» **Goal**
What follows is a listing; give it again exactly, in its entirety.

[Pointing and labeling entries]
--------------------------------------------------
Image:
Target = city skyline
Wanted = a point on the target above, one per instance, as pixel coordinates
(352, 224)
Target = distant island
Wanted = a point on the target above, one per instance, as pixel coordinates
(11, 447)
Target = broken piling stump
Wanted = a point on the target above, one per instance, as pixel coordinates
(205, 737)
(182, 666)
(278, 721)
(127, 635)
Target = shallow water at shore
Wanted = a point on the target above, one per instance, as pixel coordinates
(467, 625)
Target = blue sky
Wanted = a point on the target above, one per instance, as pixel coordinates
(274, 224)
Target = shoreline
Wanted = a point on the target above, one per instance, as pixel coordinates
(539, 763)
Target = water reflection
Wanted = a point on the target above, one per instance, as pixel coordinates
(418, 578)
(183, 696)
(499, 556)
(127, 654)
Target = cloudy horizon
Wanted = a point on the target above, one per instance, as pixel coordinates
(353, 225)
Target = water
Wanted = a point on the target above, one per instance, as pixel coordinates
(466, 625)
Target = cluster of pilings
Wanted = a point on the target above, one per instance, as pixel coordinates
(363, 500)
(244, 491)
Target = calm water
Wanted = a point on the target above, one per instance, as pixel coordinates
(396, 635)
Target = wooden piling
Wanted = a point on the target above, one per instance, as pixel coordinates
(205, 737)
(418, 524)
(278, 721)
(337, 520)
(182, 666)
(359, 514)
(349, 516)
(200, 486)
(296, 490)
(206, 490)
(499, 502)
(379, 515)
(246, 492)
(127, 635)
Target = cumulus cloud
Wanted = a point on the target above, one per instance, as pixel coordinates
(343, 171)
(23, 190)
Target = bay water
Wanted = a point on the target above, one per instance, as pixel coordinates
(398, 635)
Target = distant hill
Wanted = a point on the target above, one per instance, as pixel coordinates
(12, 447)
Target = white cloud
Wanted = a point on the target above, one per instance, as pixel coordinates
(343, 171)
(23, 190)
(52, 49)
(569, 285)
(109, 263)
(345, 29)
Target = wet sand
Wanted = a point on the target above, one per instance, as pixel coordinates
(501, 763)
--------------------------------------------------
» **Final result**
Image:
Target = city skyline
Wanted = a point on the target above, one per instance, as pixel coordinates
(352, 224)
Target = distant island
Wanted = a point on the target above, one per instance, as pixel coordinates
(11, 447)
Target = broken piling stump
Wanted = a point on the target above, one per instance, as pixel coordinates
(205, 737)
(182, 666)
(278, 721)
(127, 635)
Target = shallow water at shore
Wanted = a point on the target above, one per instance, as pixel coordinates
(467, 625)
Target = blue sky
Wanted = a point on the target above, one per instance, as pixel coordinates
(274, 224)
Target = shoreline
Wanted = a point on the target above, one per instance, as pixel coordinates
(539, 763)
Target = water reflection
Wanted = a point on the target above, one per instance, as pixel coordinates
(418, 578)
(183, 696)
(499, 556)
(127, 654)
Target = cloudy horizon
Wanted = a point on the target above, one per instance, as pixel coordinates
(353, 225)
Target = water
Wanted = a point on the target above, one per instance, as pixel coordinates
(466, 625)
Target = cluster of pilings
Wanted = a point on the target above, one per instance, as pixel coordinates
(363, 500)
(244, 491)
Target = calm water
Wanted = a point on the target above, one per instance, as pixel coordinates
(396, 635)
Target = wooden piling
Wanted = a point on the target above, one per instance, as pixel coordinates
(205, 737)
(418, 524)
(278, 721)
(337, 520)
(182, 666)
(359, 514)
(349, 516)
(200, 486)
(296, 490)
(206, 490)
(499, 502)
(379, 515)
(246, 492)
(127, 635)
Target = cumulus cloud
Wanted = a point on the target above, one per instance, as pixel coordinates
(343, 171)
(23, 190)
Target = bay water
Wanted = a point on the target above, one per instance, as pixel coordinates
(398, 635)
Target = distant hill
Wanted = a point on the target above, one per instance, as pixel coordinates
(12, 447)
Target = white cloud
Wanted = a point on the target above, one per instance, as pixel coordinates
(343, 171)
(23, 190)
(52, 49)
(569, 285)
(109, 263)
(345, 29)
Target = wet sand
Wanted = a point on the target above, one per instance, as pixel coordinates
(501, 763)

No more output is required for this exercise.